[Records]
--- Start ---

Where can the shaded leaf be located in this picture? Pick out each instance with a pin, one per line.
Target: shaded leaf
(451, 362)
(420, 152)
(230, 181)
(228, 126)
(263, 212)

--- End ---

Please reproduce the lines above word for word, with no changes.

IN RESPONSE:
Where can the shaded leaf be located in this picture? Pick out each instance with a pin, one per line.
Target: shaded leaf
(451, 362)
(420, 152)
(230, 181)
(228, 126)
(263, 212)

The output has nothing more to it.